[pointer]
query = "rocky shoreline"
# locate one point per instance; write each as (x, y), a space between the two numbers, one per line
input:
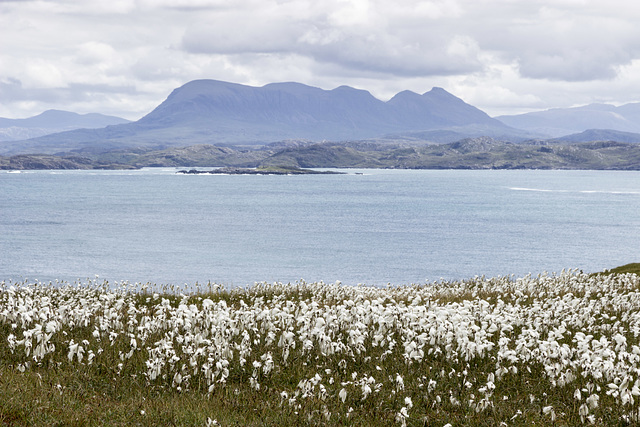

...

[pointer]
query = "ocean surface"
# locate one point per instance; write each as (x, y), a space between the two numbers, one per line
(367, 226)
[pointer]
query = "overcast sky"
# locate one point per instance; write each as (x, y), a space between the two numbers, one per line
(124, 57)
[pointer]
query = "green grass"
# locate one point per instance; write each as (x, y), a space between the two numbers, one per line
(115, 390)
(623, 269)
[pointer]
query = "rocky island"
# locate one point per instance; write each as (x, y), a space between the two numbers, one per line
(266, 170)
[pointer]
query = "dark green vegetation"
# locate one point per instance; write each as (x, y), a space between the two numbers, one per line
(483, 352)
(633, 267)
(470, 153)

• Description of the task:
Show every line of the records above that contains the word "green", treating uppercase and lowercase as different.

• Solution for this task:
query = "green grass"
query = "dark green vegetation"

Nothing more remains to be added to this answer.